__Text passage__.
*** Block opens ***

Changing Systems from the Ground Up: Inovasi Bumi Brings Conservation Training to the Indonesian Smallholder
November 8, 2016
Without transformation at the root of supply chains, sustainable jurisdictions can never be attained. In Indonesia where a significant percentage of agriculture is in the hands of smallholders, achieving sustainable jurisdictions depends on successfully building a conservation mindset among these farmers. Inovasi Bumi (INOBU) is taking its expertise in research and policy innovation into the villages of West Kotawaringin, Central Kalimantan to do just that. A district of Central Kalimantan where most of the farmers hold modest estates of only 25 hectares or less, and yet feed into the global supply chain for oil palm, West Kotawaringin illustrates the grassroots level at which lasting change towards sustainable oil palm is happening.
In October, INOBU carried out high conservation value (HCV) methodology training in West Kotawaringin. HCVs are biological, ecological, social or cultural values which are considered outstandingly significant or critically important, at the national, regional or global level. In the case of forests, HCVs are intact forest landscapes and large ecosystems that contain naturally occurring species. HCV assessment and training among smallholders is a crucial component of changing agricultural practices in Indonesia where smallholder farmers represent a significant percentage of the population, and are an important part of the nation’s economy.

*** Block closes ***

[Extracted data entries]
*** Block opens ***

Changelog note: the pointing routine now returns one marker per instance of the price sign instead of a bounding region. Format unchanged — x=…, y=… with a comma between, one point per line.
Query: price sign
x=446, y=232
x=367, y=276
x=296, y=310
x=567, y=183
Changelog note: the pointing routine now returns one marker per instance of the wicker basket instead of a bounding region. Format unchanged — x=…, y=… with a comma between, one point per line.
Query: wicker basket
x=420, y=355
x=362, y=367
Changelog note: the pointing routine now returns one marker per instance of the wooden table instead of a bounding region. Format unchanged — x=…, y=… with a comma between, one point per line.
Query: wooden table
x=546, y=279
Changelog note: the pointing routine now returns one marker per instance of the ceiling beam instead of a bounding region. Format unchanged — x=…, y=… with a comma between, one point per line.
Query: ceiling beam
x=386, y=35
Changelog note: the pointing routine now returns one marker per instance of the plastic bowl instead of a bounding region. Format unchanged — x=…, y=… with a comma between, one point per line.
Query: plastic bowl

*** Block closes ***

__Activity 1__.
Copy word for word the stretch of the INOBU training article from "Changing Systems from" through "palm is happening.".
__Activity 2__.
Using the INOBU training article, answer yes or no to each statement below and quote the exact words of the article that settle it. (a) INOBU held its HCV methodology training in West Kotawaringin in October. (b) Most farmers in West Kotawaringin hold estates of 50 hectares or more. (c) HCVs are limited to biological values.
__Activity 3__.
Write the next part of the INOBU training article, picking up after its last sentence.
You won't need the data for any of this.

__Answer section 1__.
Changing Systems from the Ground Up: Inovasi Bumi Brings Conservation Training to the Indonesian Smallholder
November 8, 2016
Without transformation at the root of supply chains, sustainable jurisdictions can never be attained. In Indonesia where a significant percentage of agriculture is in the hands of smallholders, achieving sustainable jurisdictions depends on successfully building a conservation mindset among these farmers. Inovasi Bumi (INOBU) is taking its expertise in research and policy innovation into the villages of West Kotawaringin, Central Kalimantan to do just that. A district of Central Kalimantan where most of the farmers hold modest estates of only 25 hectares or less, and yet feed into the global supply chain for oil palm, West Kotawaringin illustrates the grassroots level at which lasting change towards sustainable oil palm is happening.

__Answer section 2__.
(a) Yes: "In October, INOBU carried out high conservation value (HCV) methodology training in West Kotawaringin."
(b) No: "most of the farmers hold modest estates of only 25 hectares or less"
(c) No: "HCVs are biological, ecological, social or cultural values"

__Answer section 3__.
Over the course of three days, representatives from farmer groups, village leaders, local government representatives, and a team from INOBU worked together to identify focal species in smallholder plots, agreed on a monitoring and management plan for designated HCV areas and established precautionary practices for farmer groups.
Bringing Smallholders into Conservation through HCVA Training in Central Kalimantan
Central Kalimantan has established a bold goal of zero deforestation by 2020, and, as a first step, INOBU is conducting HCV and high carbon stock (HCS) area assessments in the province. These classifications are designed to feed into the development of “Go and No Go Zones,” (areas that can be cultivated and those that cannot), as well as calculating potential deforestation and emissions reductions. INOBU facilitated a stakeholder process among local government, companies and civil society that resulted in a goal for the jurisdiction of 100% certified palm oil. This means that all palm oil should be deforestation and social conflict free, and certified according to RSPO standards. INOBU is coming alongside the stakeholders through research and innovation to facilitate the implementation of this ambitious target.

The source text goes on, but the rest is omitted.